Problem >>
Copy out every line of the material below character for character, keeping its order and indentation unchanged.

++++ Supplied records ++++

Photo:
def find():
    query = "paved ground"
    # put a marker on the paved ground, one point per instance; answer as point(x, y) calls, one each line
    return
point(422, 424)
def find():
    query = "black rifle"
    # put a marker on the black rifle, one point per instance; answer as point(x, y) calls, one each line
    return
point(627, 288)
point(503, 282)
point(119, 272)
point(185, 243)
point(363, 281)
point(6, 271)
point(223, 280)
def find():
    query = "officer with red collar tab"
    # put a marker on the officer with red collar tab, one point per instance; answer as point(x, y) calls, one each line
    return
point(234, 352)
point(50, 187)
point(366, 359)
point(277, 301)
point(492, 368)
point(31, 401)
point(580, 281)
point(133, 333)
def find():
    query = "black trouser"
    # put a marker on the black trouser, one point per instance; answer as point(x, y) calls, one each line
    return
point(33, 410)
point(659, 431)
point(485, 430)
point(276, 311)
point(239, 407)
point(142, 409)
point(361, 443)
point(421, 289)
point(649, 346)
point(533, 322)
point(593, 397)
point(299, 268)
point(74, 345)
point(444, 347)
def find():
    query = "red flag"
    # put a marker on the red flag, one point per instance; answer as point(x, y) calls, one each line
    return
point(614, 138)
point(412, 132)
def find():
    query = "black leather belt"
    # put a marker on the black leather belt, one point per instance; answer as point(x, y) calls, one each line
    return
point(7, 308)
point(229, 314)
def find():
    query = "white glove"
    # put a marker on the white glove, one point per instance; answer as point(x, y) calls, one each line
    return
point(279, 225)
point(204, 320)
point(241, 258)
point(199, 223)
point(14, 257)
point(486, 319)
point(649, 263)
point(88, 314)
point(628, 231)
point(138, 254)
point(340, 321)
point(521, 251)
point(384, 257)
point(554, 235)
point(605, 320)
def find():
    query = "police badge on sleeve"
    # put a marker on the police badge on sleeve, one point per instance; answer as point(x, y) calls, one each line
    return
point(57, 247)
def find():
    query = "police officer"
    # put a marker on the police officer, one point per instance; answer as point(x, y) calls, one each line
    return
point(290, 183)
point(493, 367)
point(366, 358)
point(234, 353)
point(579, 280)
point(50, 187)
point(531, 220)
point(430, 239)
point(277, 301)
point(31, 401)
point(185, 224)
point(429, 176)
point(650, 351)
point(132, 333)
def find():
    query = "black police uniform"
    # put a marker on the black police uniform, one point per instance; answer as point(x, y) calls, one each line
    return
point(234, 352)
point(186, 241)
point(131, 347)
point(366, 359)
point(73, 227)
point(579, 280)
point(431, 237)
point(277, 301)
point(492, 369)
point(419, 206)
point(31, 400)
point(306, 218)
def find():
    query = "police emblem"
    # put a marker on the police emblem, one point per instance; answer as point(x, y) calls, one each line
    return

++++

Solution >>
Photo:
def find():
    query = "paved ground"
    # put a marker on the paved ground, one point per instance; answer as point(x, y) calls, one each line
    return
point(422, 424)
def find():
    query = "black rifle"
    # put a marker on the black rifle, one point per instance; answer as point(x, y) calls, one each line
    return
point(627, 288)
point(503, 282)
point(119, 272)
point(185, 243)
point(363, 281)
point(6, 271)
point(223, 280)
def find():
    query = "officer with red collar tab"
    # put a marker on the officer with red collar tab, one point per instance; answer as point(x, y) calls, one each line
    return
point(234, 352)
point(50, 187)
point(366, 359)
point(277, 301)
point(492, 368)
point(31, 401)
point(580, 281)
point(133, 333)
def find():
    query = "black trouser"
    # put a marker on the black trouser, one point per instance; answer as point(x, y) calls, one each line
    return
point(33, 410)
point(659, 431)
point(485, 430)
point(276, 311)
point(239, 407)
point(142, 409)
point(361, 443)
point(421, 289)
point(649, 346)
point(533, 322)
point(593, 397)
point(299, 268)
point(74, 345)
point(444, 347)
def find():
    query = "red flag"
    # put a marker on the red flag, one point per instance; answer as point(x, y) calls, one each line
    return
point(614, 138)
point(412, 132)
def find():
    query = "black leather belt"
    # put a marker on the black leather belt, one point per instance; answer as point(x, y) calls, one each line
    return
point(7, 308)
point(229, 314)
def find():
    query = "white glove"
    # put a marker on the white glove, one point per instance; answer as point(x, y) calls, one each line
    return
point(279, 225)
point(204, 320)
point(241, 258)
point(199, 223)
point(14, 257)
point(486, 319)
point(649, 263)
point(88, 314)
point(628, 231)
point(138, 254)
point(340, 321)
point(521, 251)
point(384, 257)
point(554, 235)
point(605, 320)
def find():
    query = "police badge on sleeve"
    # put a marker on the police badge on sleeve, one point per instance; answer as point(x, y) calls, one each line
    return
point(57, 247)
def find():
    query = "police officer"
    # put a marker on the police officer, one point per instance; answer as point(x, y) calls, one each line
    return
point(290, 183)
point(493, 367)
point(366, 358)
point(234, 353)
point(579, 280)
point(50, 187)
point(531, 220)
point(430, 239)
point(277, 301)
point(31, 401)
point(185, 224)
point(429, 176)
point(650, 351)
point(132, 333)
def find():
    query = "black police uniform"
    # put a marker on the black police uniform, one point per instance; answer as point(x, y) calls, one each line
    return
point(234, 352)
point(186, 241)
point(131, 347)
point(366, 359)
point(73, 227)
point(579, 280)
point(431, 237)
point(277, 301)
point(492, 369)
point(419, 206)
point(31, 400)
point(306, 218)
def find():
    query = "police emblem"
    # put a marker on the police emblem, one point per instance; answer as point(x, y) calls, one each line
    return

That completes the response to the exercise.